(Data lines)
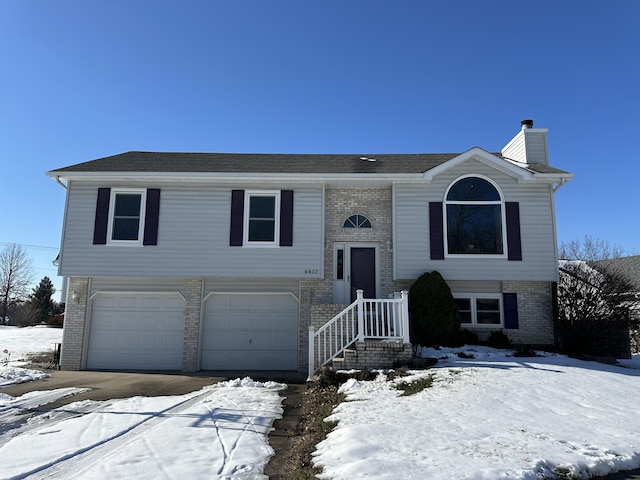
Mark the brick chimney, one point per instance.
(528, 146)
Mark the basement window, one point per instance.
(357, 221)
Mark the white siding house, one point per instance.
(181, 261)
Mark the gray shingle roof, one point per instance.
(627, 266)
(269, 163)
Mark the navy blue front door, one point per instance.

→ **What is expected**: Can you update the material by replacing "one point per instance" with "one point for each instance" wherever it occurs, keeping everything else unchanged and leaving the pictures out?

→ **Written answer**:
Mark the brick chimney, one point for each instance.
(528, 146)
Mark the basement window, one point for each instance.
(357, 221)
Mark the white siding house, one point for each instance.
(181, 261)
Mark the gray shingle roof, one point for each instance.
(627, 266)
(269, 163)
Mark the navy blue front door, one point for each instance.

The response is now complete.